— Aanwijzing —
Tel in de onderstaande records het aantal regels waarin de tekenreeks "candle" voorkomt; hoofdletters en kleine letters tellen daarbij als verschillend. Vermeld uitsluitend dat aantal.

— Gegeven records —

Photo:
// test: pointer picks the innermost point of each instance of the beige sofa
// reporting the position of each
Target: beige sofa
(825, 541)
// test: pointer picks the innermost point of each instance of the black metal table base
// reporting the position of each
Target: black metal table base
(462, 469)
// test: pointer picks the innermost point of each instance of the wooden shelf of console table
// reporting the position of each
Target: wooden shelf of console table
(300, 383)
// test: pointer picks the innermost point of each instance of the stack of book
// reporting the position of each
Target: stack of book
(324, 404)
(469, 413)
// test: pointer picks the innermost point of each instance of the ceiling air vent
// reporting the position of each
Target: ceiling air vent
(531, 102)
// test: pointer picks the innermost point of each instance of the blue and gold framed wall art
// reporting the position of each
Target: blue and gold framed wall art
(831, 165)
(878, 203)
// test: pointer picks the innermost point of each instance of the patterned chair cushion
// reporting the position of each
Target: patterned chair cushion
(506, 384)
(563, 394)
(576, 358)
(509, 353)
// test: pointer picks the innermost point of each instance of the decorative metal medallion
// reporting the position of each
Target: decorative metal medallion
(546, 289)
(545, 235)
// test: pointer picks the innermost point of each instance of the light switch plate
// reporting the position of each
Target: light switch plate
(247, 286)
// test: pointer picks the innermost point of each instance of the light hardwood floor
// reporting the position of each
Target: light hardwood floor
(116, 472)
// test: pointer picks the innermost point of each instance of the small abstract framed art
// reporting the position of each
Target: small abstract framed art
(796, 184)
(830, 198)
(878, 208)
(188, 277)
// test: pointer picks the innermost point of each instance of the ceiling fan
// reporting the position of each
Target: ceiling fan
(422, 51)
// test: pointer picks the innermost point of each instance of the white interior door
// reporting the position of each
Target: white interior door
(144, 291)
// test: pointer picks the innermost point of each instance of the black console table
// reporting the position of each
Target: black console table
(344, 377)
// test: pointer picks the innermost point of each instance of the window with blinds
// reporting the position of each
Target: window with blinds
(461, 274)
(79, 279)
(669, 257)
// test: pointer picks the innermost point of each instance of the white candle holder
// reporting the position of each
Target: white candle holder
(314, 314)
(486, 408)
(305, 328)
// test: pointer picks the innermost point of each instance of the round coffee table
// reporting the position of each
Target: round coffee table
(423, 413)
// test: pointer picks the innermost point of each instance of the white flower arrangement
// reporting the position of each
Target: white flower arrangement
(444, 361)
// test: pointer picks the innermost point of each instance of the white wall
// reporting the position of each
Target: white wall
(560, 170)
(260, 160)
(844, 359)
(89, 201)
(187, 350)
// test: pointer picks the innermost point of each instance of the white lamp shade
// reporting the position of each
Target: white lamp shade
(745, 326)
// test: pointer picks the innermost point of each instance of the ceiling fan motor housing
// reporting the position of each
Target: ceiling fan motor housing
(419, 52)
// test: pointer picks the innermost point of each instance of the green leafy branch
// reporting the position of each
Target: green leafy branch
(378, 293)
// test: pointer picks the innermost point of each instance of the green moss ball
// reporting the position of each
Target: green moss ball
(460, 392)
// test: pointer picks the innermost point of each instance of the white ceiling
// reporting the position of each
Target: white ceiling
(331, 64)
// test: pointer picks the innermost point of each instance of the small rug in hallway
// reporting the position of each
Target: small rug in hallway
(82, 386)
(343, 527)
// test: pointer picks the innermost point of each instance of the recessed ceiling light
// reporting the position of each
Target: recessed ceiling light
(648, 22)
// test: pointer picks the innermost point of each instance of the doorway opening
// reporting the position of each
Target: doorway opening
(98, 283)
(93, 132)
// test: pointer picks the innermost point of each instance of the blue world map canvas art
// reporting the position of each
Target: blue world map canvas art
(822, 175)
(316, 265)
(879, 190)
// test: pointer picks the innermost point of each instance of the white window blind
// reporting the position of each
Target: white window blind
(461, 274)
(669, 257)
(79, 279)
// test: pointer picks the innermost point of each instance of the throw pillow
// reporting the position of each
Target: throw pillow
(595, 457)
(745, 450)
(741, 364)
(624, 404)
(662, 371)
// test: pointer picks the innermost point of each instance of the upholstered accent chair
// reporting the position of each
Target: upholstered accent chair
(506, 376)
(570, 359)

* * *

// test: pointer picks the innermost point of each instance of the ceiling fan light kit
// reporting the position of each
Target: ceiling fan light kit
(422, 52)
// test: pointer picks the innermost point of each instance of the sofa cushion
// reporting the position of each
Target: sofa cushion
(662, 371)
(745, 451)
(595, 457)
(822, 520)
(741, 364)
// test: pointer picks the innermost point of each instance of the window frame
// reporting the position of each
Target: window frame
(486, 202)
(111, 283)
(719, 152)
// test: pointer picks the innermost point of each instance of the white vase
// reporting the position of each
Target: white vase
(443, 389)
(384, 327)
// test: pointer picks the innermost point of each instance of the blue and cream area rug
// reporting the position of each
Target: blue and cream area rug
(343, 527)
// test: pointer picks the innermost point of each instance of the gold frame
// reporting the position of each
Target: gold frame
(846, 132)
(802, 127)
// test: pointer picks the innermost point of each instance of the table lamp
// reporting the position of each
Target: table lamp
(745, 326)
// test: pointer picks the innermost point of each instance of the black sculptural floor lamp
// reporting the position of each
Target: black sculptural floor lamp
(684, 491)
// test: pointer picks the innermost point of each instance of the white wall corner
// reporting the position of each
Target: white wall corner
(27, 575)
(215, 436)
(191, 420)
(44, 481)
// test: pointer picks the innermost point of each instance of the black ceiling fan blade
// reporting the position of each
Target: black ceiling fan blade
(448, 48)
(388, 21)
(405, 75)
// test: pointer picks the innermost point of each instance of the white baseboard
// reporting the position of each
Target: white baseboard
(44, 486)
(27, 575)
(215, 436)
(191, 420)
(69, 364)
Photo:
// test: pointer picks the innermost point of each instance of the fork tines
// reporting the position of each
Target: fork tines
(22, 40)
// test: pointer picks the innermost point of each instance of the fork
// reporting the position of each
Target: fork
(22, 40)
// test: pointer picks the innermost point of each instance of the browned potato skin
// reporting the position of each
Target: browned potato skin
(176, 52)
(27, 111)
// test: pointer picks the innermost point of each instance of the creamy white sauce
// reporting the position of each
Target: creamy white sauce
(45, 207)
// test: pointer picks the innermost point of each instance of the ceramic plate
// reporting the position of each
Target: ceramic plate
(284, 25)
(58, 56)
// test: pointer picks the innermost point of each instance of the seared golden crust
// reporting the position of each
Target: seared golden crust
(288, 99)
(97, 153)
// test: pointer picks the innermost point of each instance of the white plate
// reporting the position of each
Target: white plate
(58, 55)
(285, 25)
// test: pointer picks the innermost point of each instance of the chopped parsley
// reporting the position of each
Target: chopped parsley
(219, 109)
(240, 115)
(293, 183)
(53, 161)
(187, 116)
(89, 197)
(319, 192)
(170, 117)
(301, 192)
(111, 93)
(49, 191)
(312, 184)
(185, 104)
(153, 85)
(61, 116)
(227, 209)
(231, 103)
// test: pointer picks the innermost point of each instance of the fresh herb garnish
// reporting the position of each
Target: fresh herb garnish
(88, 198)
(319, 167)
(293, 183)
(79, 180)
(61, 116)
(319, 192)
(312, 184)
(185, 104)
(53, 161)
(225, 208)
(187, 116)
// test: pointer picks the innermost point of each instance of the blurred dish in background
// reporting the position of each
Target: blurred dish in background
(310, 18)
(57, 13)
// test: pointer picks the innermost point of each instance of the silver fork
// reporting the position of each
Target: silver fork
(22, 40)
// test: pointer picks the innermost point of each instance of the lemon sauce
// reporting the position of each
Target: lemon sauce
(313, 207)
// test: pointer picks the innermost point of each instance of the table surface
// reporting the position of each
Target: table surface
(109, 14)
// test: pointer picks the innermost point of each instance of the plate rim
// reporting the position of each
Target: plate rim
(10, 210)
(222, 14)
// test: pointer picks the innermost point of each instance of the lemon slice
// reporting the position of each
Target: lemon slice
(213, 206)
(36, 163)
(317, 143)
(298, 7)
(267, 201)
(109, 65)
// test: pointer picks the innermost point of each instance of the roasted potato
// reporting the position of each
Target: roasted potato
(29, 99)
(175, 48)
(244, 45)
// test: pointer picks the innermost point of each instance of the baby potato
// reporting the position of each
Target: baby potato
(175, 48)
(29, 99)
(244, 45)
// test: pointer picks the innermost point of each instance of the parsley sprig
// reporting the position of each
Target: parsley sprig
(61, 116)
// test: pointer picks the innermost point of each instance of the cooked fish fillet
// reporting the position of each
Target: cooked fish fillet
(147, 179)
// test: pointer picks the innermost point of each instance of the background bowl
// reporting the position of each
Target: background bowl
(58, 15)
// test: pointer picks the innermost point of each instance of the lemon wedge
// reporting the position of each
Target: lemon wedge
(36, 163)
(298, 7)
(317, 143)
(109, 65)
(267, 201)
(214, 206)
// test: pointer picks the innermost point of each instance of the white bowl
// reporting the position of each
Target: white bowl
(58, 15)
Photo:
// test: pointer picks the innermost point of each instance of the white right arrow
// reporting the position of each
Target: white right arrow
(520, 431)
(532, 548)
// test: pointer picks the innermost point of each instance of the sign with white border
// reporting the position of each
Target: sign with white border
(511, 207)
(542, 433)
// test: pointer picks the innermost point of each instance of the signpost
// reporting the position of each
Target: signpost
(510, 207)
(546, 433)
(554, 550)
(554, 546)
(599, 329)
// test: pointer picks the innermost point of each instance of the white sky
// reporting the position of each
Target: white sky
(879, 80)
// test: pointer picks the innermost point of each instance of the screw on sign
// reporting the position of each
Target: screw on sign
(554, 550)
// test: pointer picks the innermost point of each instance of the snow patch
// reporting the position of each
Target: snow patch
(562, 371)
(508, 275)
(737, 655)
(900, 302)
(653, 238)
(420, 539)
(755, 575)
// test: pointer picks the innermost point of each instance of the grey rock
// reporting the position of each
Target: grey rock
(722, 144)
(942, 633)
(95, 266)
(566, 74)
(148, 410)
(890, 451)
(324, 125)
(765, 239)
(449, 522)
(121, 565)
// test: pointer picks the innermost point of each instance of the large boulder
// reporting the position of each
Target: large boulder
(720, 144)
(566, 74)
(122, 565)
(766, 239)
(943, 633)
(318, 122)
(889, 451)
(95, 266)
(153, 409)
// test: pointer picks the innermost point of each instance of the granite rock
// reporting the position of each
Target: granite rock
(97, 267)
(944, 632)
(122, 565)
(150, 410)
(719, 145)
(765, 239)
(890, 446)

— Antwoord —
2